◆ **SHORT EXERCISE**
Format the data from the line containing "obj=silver car mode=detect" through the line containing "obj=bare tree mode=detect" as a JSON list of strings, one per line, omitting blank lines.

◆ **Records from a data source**
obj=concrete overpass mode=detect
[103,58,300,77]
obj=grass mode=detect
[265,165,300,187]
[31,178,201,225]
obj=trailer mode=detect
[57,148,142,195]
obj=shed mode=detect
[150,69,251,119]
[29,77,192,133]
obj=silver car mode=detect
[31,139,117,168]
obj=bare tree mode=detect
==
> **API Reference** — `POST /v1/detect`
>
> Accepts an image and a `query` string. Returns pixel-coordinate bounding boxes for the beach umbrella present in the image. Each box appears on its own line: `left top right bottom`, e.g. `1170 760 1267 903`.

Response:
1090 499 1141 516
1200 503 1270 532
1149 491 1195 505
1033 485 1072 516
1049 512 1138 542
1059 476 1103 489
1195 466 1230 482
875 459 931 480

◆ **TASK RESPONSE**
[
  "obj=silver car mode=detect",
  "[31,139,117,168]",
  "obj=bare tree mode=detect"
]